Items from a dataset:
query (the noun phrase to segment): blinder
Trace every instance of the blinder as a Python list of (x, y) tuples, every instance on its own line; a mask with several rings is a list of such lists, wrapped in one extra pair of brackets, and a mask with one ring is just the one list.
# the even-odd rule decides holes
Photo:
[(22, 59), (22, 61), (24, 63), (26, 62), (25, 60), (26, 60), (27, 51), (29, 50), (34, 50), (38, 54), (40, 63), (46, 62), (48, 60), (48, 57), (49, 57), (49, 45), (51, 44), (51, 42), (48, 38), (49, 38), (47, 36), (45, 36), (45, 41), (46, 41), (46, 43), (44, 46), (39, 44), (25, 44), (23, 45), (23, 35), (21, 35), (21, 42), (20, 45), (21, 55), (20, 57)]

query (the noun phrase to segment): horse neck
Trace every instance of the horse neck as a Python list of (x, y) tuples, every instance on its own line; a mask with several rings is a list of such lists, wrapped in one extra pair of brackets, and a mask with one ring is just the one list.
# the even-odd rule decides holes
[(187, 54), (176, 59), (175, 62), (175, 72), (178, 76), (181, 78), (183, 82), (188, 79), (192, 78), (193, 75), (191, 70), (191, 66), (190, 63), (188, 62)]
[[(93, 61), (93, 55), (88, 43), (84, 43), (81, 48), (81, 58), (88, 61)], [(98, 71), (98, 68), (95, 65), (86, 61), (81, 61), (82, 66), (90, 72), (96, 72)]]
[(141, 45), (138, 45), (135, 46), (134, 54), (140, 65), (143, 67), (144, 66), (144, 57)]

■ **EXERCISE REQUIREMENTS**:
Copy out word for word the lines from the start of the items through the line containing "Trace every instance of the blinder", including that line.

■ **THE RESPONSE**:
query (the noun phrase to segment): blinder
Trace every instance of the blinder as a Python list of (x, y) tuples, every instance on its own line; a mask with several rings is a list of such lists, wrapped in one extra pair of brackets, and a mask with one ring is just the one list.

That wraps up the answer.